▸ **INSTRUCTIONS TO FOLLOW**
Reproduce every line of the listing below word for word, keeping the entries in their original order.

(Excerpts from location labeling data)
►

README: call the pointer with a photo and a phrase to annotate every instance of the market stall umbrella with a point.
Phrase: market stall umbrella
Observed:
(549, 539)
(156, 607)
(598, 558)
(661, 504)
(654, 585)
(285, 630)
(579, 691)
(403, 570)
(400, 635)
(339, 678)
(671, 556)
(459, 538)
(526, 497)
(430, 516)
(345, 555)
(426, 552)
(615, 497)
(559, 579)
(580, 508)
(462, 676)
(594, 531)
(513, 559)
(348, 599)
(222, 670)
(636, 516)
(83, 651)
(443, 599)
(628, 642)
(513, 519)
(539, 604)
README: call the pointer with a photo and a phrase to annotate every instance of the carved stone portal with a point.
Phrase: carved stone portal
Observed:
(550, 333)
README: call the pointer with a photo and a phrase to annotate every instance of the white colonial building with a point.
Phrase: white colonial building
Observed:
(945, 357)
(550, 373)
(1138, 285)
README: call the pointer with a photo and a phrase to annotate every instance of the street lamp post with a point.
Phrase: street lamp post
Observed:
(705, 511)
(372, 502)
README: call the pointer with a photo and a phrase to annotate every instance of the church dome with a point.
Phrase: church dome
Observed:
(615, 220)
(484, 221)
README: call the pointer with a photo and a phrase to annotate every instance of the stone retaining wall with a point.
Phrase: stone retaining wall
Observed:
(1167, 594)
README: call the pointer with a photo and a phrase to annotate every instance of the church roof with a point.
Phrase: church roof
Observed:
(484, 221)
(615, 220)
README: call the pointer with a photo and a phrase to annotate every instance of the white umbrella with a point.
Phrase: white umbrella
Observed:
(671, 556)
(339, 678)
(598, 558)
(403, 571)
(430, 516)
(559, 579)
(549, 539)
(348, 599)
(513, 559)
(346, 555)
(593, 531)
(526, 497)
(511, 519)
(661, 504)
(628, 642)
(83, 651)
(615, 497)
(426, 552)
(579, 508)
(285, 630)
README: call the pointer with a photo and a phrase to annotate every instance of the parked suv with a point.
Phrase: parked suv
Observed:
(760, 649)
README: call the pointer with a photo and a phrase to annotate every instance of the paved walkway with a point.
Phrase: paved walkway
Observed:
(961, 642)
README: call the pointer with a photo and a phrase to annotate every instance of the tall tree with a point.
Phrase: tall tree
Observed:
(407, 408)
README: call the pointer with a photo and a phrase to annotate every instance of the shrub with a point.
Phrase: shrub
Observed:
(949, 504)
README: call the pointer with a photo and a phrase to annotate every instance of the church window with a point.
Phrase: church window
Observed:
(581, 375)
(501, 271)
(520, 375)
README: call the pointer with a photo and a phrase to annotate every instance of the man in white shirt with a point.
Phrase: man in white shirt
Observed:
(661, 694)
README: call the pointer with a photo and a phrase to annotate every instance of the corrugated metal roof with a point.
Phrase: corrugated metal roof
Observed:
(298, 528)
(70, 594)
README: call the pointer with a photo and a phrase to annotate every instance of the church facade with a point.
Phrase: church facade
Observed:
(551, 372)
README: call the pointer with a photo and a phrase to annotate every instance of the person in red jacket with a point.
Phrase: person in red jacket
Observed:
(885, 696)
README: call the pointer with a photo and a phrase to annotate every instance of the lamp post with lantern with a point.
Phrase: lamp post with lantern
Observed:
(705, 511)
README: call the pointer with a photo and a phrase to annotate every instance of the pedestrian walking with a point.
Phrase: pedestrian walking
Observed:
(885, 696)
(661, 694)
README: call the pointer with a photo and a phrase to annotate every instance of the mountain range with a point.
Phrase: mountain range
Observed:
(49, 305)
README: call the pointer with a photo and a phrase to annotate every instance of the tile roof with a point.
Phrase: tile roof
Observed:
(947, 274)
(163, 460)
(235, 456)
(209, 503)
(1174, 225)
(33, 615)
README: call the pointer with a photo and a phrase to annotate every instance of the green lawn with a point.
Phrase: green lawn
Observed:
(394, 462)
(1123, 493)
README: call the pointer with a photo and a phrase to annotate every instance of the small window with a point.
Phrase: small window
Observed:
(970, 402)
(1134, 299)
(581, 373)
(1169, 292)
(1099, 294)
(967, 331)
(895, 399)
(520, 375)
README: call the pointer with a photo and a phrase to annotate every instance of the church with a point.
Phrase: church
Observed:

◄

▸ **ANSWER BELOW**
README: call the pointer with a photo and a phrase to annotate every instance of the market stall umbrella with a point.
Phrase: market stall umbrella
Observed:
(549, 539)
(156, 607)
(598, 558)
(661, 504)
(654, 585)
(285, 630)
(579, 691)
(403, 570)
(400, 635)
(339, 678)
(671, 556)
(459, 538)
(526, 497)
(430, 516)
(345, 555)
(426, 552)
(615, 497)
(559, 579)
(580, 508)
(462, 676)
(594, 531)
(513, 559)
(348, 599)
(222, 670)
(636, 516)
(83, 651)
(443, 599)
(628, 642)
(513, 519)
(539, 604)
README: call the pointer with a photo and a phrase to annotate every instance of the carved stone portal with a point.
Phrase: carved stone portal
Observed:
(550, 333)
README: call the pointer with a photo and a phrase to annotate every instance of the white colonial building with a point.
Phrase: white colonial building
Observed:
(945, 357)
(550, 373)
(1138, 285)
README: call the pointer with a photo and a phrase to annotate every instance of the street lamp post with a point.
Phrase: street lamp post
Observed:
(705, 511)
(372, 502)
README: call the pointer with a photo and a phrase to annotate every instance of the church dome with a point.
Phrase: church dome
Observed:
(615, 220)
(484, 221)
README: call the pointer with a photo and a phrase to annotate every instance of the stone retaining wall with a point.
Phrase: stone retaining wall
Observed:
(1167, 594)
README: call the pointer with a photo and a phrase to annotate every instance of the church roof with a point.
Phrase: church roof
Observed:
(484, 221)
(615, 220)
README: call the pointer with a photo and a phrase to annotate every instance of the white umbrella with a point.
Phrase: white umbrella
Observed:
(671, 556)
(339, 678)
(598, 558)
(403, 571)
(430, 516)
(559, 579)
(549, 539)
(348, 599)
(513, 559)
(346, 555)
(593, 531)
(526, 497)
(511, 519)
(661, 504)
(628, 642)
(83, 651)
(615, 497)
(426, 552)
(579, 508)
(285, 630)
README: call the pointer with a photo and a phrase to annotate every instance of the parked suv with a point.
Phrase: parked suv
Observed:
(760, 649)
README: call the pointer with a photo and a phrase to annotate every instance of the paved walkway with a point.
Phrase: paved walkway
Observed:
(961, 642)
README: call the pointer with a photo and a phrase to annotate every instance of the tall tree with a point.
Phrase: tall tree
Observed:
(407, 408)
README: call the pointer with a photo and a phrase to annotate every instance of the shrub with a point.
Phrase: shrub
Observed:
(949, 504)
README: call the pointer with a photo and a phrase to annotate every instance of the church window with a point.
Phrase: church window
Observed:
(581, 375)
(501, 271)
(520, 375)
README: call the pointer with a photo and a phrase to annotate every instance of the man in white shirt with a point.
Phrase: man in white shirt
Observed:
(661, 694)
README: call the pointer with a photo and a phrase to annotate every instance of the corrugated metal roof with a point.
Phrase: corrugated metal roof
Observed:
(298, 528)
(70, 594)
README: call the pointer with a photo and a phrase to annotate every instance of the church facade with a point.
Phrase: church facade
Observed:
(551, 372)
README: call the pointer with a photo and a phrase to annotate every instance of the person in red jacket with a point.
Phrase: person in red jacket
Observed:
(885, 696)
README: call the pointer with a photo and a phrase to annotate every instance of the lamp post with lantern with a point.
Phrase: lamp post with lantern
Observed:
(705, 511)
README: call the pointer with a photo and a phrase to annotate every instance of the pedestrian walking with a point.
Phrase: pedestrian walking
Observed:
(885, 696)
(661, 694)
README: call the pointer with a photo and a phrase to annotate every instance of the mountain range with a point.
Phrase: mountain range
Observed:
(49, 305)
README: call the pointer with a photo and a phrase to annotate every instance of the tile roof with a point.
Phrase: tile roof
Observed:
(947, 274)
(163, 460)
(235, 456)
(209, 503)
(1174, 225)
(33, 615)
README: call the pointer with a photo and a phrase to annotate every instance of the green lawn with a point.
Phrase: green lawn
Observed:
(394, 462)
(1123, 493)
README: call the pointer with a photo and a phrase to annotate every instance of the small window with a point.
Phrase: small window
Observed:
(970, 402)
(1134, 299)
(581, 373)
(1169, 292)
(1099, 294)
(967, 331)
(895, 399)
(520, 375)
README: call the pointer with a photo and a phrase to annotate every instance of the church with a point.
Phrase: church
Observed:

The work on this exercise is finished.